** 練習問題 1 **
本文の「佐藤-稲葉戦は拮抗状態が続いていたが、形勢は稲葉に傾き始めた。」という一文を英語に訳してください。
** 練習問題 2 **
次の(a)〜(c)が本文の内容と合っているか、それぞれ「はい」か「いいえ」で答えてください。決め手になる本文の言葉もそのまま引用してください。
(a) 豊島九段が挑戦権を獲得した。
(b) 中村太八段が投了した時点で、中村太八段の残留は確定していた。
(c) 広瀬九段は、負けるとすぐに降級する立場だった。
** 練習問題 3 **
本文を読んで、次の問いに答えてください。
(a) 菅井八段が投了したのは何時何分ですか。
(b) 斎藤八段の最終成績は何勝何敗ですか。
(c) 午後9時ぐらいまで拮抗した戦いが続いたのは何局ですか。

** 本文 **
-----

2024-03-01 09:57:25 | 将棋
【A級順位戦 最終成績】(成績横の順位は今期A級ランキング)
豊島九段 7勝2敗(3位)○稲葉 ○佐々木○渡辺 ○永瀬 ○佐藤 ○中村 ●広瀬 ●斎藤 ○菅井
永瀬九段 6勝3敗(4位)●菅井 ○佐藤 ○斎藤 ●豊島 ○広瀬 ○渡辺 ●稲葉 ○佐々木○中村
渡辺九段 5勝4敗(1位)●佐々木○稲葉 ●豊島 ○佐藤 ○斎藤 ●永瀬 ○菅井 ●中村 ○広瀬
菅井八段 5勝4敗(6位)○永瀬 ○中村 ●稲葉 ○広瀬 ○佐々木○斎藤 ●渡辺 ●佐藤 ●豊島
稲葉八段 4勝5敗(7位)●豊島 ●渡辺 ○菅井 ●斎藤 ○中村 ●佐々木○永瀬 ●広瀬 ○佐藤
佐藤天九段4勝5敗(8位)○斎藤 ●永瀬 ●中村 ●渡辺 ●豊島 ○広瀬 ○佐々木○菅井 ●稲葉
佐々木八段4勝5敗(9位)○渡辺 ●豊島 ○広瀬 ●中村 ●菅井 ○稲葉 ●佐藤 ●永瀬 ○斎藤
中村太八段4勝5敗(10位)●広瀬 ●菅井 ○佐藤 ○佐々木●稲葉 ●豊島 ○斎藤 ○渡辺 ●永瀬
広瀬九段 3勝6敗(2位)○中村 ●斎藤 ●佐々木●菅井 ●永瀬 ●佐藤 ○豊島 ○稲葉 ●渡辺
斎藤八段 3勝6敗(5位)●佐藤 ○広瀬 ●永瀬 ○稲葉 ●渡辺 ●菅井 ●中村 ○豊島 ●佐々木


 午後9時ぐらいまでは、5局とも拮抗した戦いが続いた。(豊島-菅井戦は菅井優勢で進んでいたが、この時刻には互角になっていた)
 最初に、形勢が傾いたのは斎藤-佐々木戦。斎藤八段は敗れると即降級だ。いきなり形勢に差がついた感じだ。佐々木玉は不安定だったが、中段玉を馬と角を駆使して踏ん張り、先手の玉頭への強襲が炸裂しそうだ。
 10時過ぎ、豊島九段の玉が5筋方面に逃れている。菅井八段がやり損ねた感がある。
 永瀬-中村戦は、やや有利だった永瀬九段が優勢を拡大しつつあったが、永瀬九段も誤り、互角近くに戻ることもあるが、中村八段は残り時間が少なく、正着を続けるのが難しく、永瀬が再び優勢に。
 渡辺-広瀬戦は、渡辺玉に襲い掛かった角金銀桂が空振りし、渡辺九段が優勢。(広瀬九段は敗れると即降級)
 佐藤-稲葉戦は拮抗状態が続いていたが、形勢は稲葉に傾き始めた。

 23時13分、菅井八段投了。豊島九段が挑戦権獲得
 23時19分、中村太八段投了。この時点で残留は確定していない。広瀬と稲葉の両者が勝つと降級する。
 23時20分、斎藤八段投了。斎藤八段の降級が決定した。佐々木八段の残留が確定。

-----

** 保存データ **
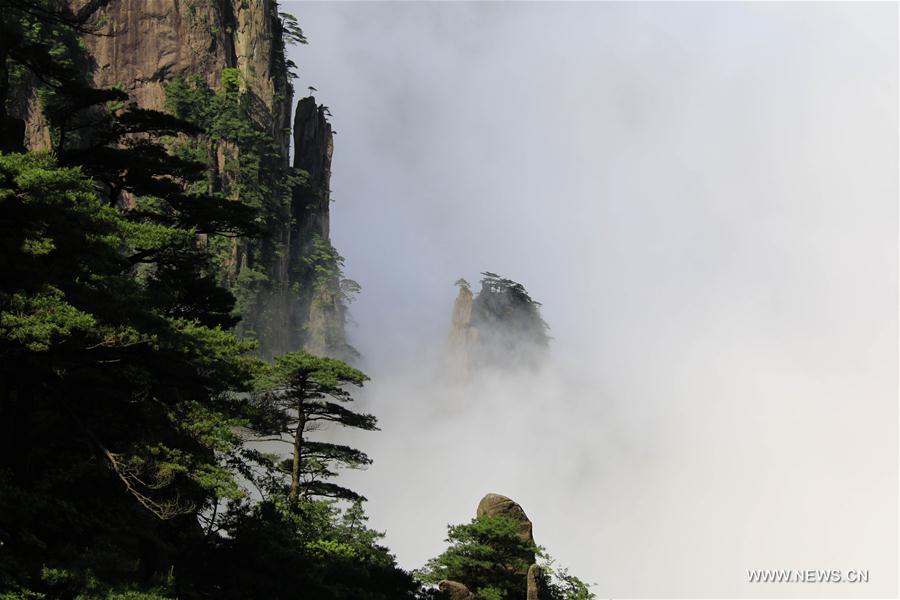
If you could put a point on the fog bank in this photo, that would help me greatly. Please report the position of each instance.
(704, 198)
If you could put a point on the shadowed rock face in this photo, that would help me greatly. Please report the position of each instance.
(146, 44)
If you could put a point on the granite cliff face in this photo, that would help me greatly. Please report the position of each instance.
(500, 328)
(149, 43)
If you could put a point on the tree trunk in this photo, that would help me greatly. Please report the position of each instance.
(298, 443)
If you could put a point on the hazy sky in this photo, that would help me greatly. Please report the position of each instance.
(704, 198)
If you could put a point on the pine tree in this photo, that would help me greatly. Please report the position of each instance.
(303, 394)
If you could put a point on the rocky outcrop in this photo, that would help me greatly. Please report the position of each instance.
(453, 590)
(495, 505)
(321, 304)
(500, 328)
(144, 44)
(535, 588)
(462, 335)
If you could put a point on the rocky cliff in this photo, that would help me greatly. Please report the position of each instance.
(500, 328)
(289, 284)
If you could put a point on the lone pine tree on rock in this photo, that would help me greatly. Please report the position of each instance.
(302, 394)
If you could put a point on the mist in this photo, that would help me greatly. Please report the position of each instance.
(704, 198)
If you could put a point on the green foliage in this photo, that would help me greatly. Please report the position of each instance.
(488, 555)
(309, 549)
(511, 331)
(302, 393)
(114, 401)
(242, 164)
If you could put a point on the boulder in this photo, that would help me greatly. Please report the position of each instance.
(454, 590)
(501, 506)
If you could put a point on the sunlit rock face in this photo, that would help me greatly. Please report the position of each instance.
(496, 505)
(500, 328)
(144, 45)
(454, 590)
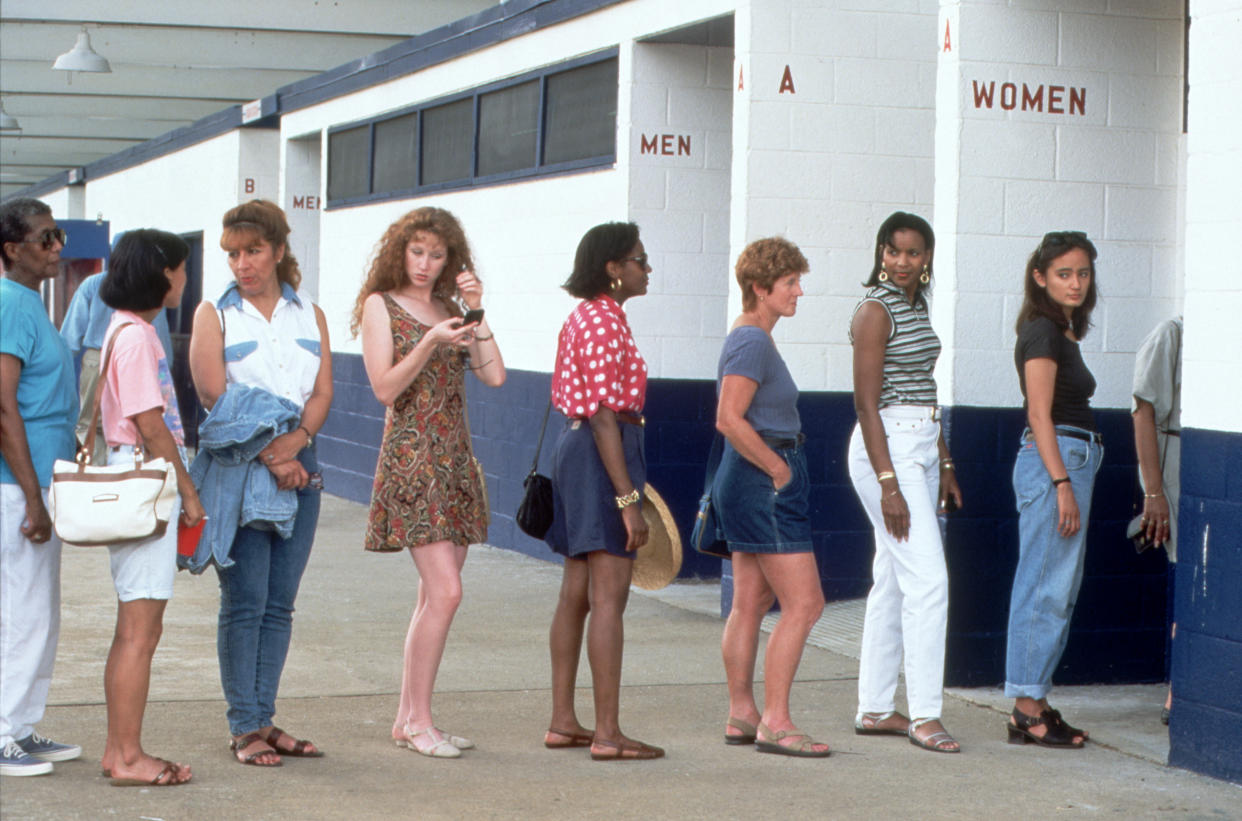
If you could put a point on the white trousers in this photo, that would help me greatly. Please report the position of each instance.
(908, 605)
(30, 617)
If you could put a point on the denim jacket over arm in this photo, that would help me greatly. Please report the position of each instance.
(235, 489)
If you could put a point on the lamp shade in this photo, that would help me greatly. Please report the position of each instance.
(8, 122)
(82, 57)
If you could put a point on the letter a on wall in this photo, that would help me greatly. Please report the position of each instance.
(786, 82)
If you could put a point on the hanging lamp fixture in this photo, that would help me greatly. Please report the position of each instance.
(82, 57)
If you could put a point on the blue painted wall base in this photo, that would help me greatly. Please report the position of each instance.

-----

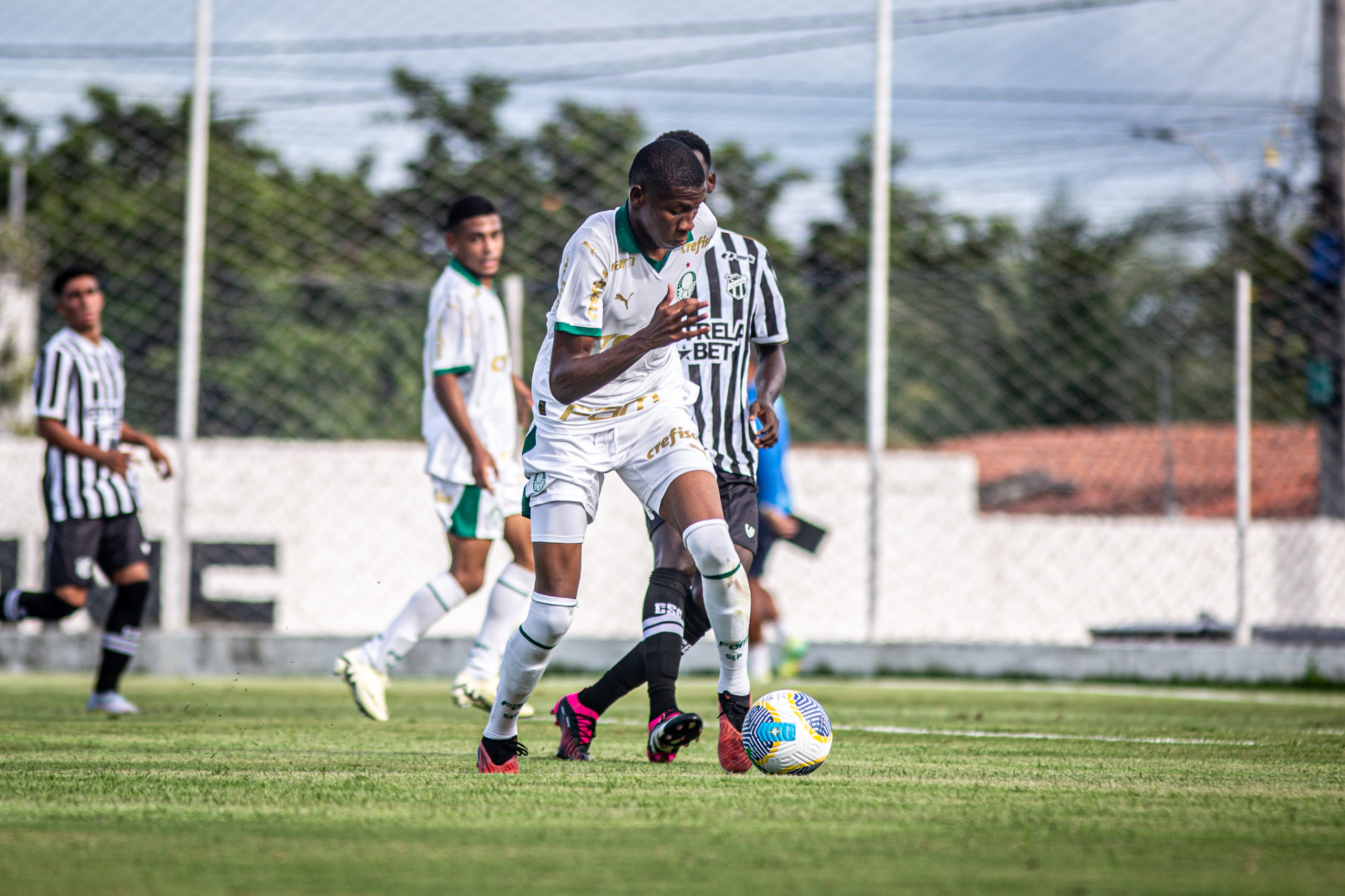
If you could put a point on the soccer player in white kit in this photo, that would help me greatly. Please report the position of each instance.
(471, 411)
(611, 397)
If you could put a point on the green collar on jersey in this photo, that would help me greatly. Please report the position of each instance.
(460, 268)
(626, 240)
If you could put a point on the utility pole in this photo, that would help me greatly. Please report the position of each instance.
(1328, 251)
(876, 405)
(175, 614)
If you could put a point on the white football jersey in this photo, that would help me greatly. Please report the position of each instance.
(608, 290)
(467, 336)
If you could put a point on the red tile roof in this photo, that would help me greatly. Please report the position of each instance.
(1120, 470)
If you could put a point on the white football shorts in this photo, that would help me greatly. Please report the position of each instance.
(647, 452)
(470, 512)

-----

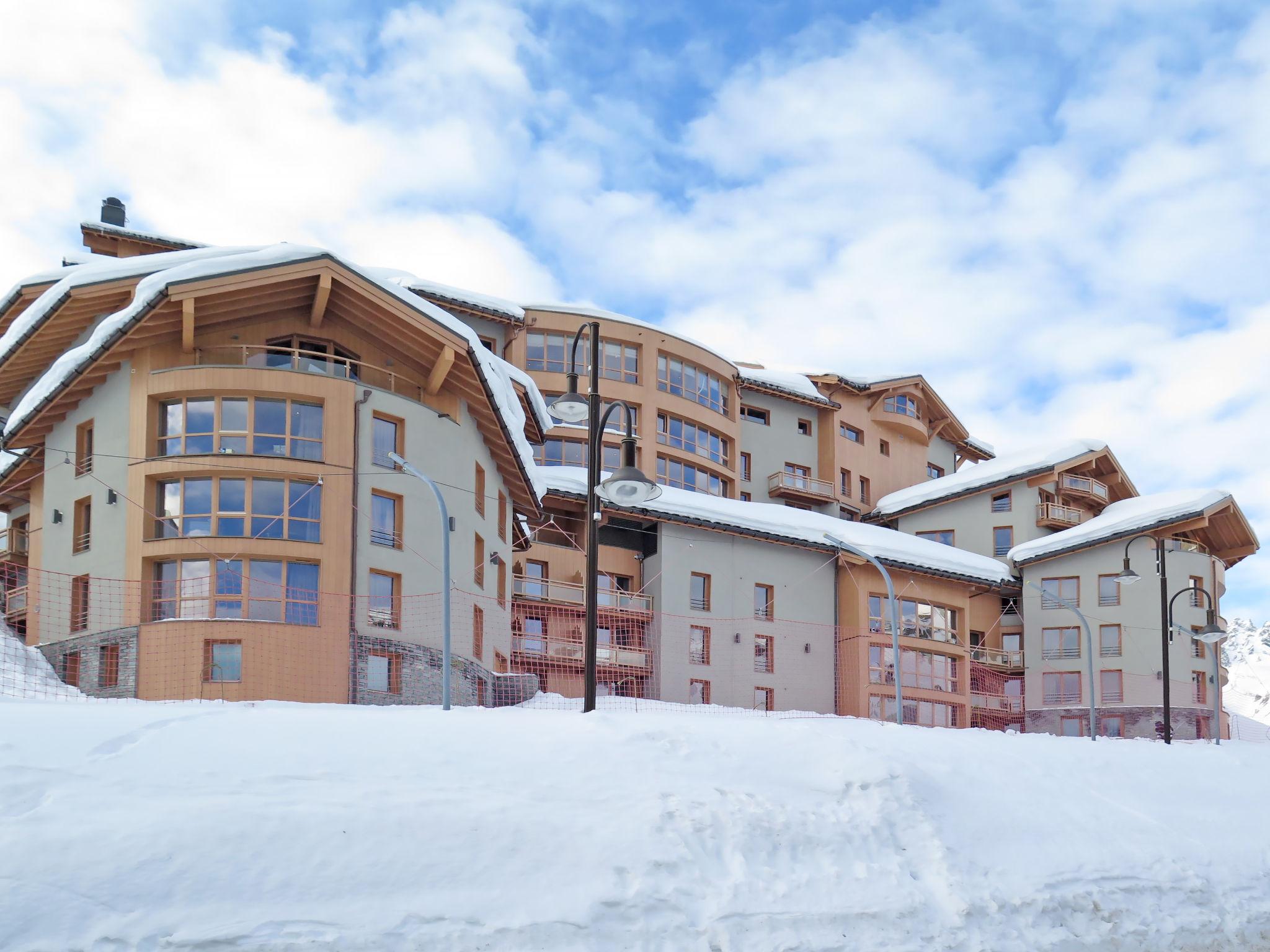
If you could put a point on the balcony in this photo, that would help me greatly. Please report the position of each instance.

-----

** 模範解答 1 **
The Sato–Inaba game had stayed evenly balanced, but the position began to tilt toward Inaba.

** 模範解答 2 **
(a) はい。「豊島九段が挑戦権獲得」
(b) いいえ。「この時点で残留は確定していない」
(c) はい。「広瀬九段は敗れると即降級」

** 模範解答 3 **
(a) 23時13分
(b) 3勝6敗
(c) 5局